*ACTIVITY*: In the column on Norway's coast, copy out the stretch from "The North Atlantic Road is" through "and world-renowned university.", changing every "remarkable" to "striking".

*DOCUMENT PASSAGE*:
The North Atlantic Road, Norway. (Wikimedia Commons)

The North Atlantic Road, Norway. (Wikimedia Commons)

GUEST COLUMN: B.C. should learn from Norway’s example

B.C. salmon farming pioneer returns from European tour

Special to Black Press, by James Anderson, a B.C. public servant for 30 years and director of aquaculture and commercial fisheries for the Ministry of Agriculture, Fish and Food from 1981 to 1998. He lives in Saanich.

I recently returned from Norway, and four recent news items relate to what I observed. Three were local; the protest arising from a fish farm escape in Washington state, the decline of wild salmon stocks due to the “North Pacific blob,” and news of a new ferry vessel for North Coast. The other was an international story concerning prevalence of sea lice.

My 1,400-km coastal ferry trip from the Russian border south to Bergen was via a passenger-and-car ferry service to every community, whether 500 or 50,000 residents. Most of those communities are serviced by new airports, highways, railways and dozen of tunnels, bridges and 24-hour ferry connections.

The North Atlantic Road is miracle of highway engineering. The extent of public investment to provide access is a remarkable contrast with our almost uninhabited coast, except for Bella Bella, Bella Coola, a declining Prince Rupert and our minimalist mid-coast ferry service.

Obviously much of this is benefits from offshore oil royalties and Norway’s enormous “sovereign fund,” but the long-term vision of public officials to invest in services to offset migration to Oslo is remarkable. Trondheim, near the Arctic Circle, has a large and world-renowned university.

Today Norway conquers world economies, not by Viking raids but through diversifying their economy by adapting technology built on their maritime traditions, whether shipping, fisheries, offshore oil or aquaculture. At the same time they provide strong support for 21st-century measures including wind energy and environmental protection laws. They have done a good balancing act of marine resource development while achieving the highest standard of living in the world.

Pertinent to the news items, there has been no commercial harvest of North Atlantic salmon for several decades; those stocks are reserved for the “pay-to-fish” recreational sector common to Norway, Ireland, Scotland and Iceland. Norway back in the 1970s made a dramatic commitment to use modern science, and instead of chasing salmon they would raise them in ocean pens.

Today more than 1,500 salmon farms generate export value of more than $16 billion. Subsequently Scotland, Ireland, Chile and even New Brunswick and B.C. joined this shift from capture fisheries, adapting the fundamentals of terrestrial food production to marine environments. They provide 14 million salmon meals daily. So much for critics who won’t eat that junk!

*SUPPLIED MATERIAL*:
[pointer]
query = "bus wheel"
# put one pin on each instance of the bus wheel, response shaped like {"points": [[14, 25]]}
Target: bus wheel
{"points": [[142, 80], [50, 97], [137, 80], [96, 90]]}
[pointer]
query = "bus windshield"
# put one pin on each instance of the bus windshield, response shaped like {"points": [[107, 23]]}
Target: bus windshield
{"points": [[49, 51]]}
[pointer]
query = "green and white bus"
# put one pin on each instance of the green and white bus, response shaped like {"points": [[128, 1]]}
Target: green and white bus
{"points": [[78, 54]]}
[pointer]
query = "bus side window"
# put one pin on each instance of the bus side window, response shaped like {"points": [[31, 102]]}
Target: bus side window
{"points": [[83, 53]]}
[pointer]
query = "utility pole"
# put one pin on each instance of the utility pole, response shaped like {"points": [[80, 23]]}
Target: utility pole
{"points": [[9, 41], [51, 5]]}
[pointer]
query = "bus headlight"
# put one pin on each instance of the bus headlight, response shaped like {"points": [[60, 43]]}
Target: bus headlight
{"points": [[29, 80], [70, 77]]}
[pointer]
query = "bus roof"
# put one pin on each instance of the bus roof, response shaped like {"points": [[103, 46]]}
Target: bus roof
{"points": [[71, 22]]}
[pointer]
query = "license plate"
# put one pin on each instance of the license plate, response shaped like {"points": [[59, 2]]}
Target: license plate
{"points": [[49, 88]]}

*TASK RESULT*:
The North Atlantic Road is miracle of highway engineering. The extent of public investment to provide access is a striking contrast with our almost uninhabited coast, except for Bella Bella, Bella Coola, a declining Prince Rupert and our minimalist mid-coast ferry service.

Obviously much of this is benefits from offshore oil royalties and Norway’s enormous “sovereign fund,” but the long-term vision of public officials to invest in services to offset migration to Oslo is striking. Trondheim, near the Arctic Circle, has a large and world-renowned university.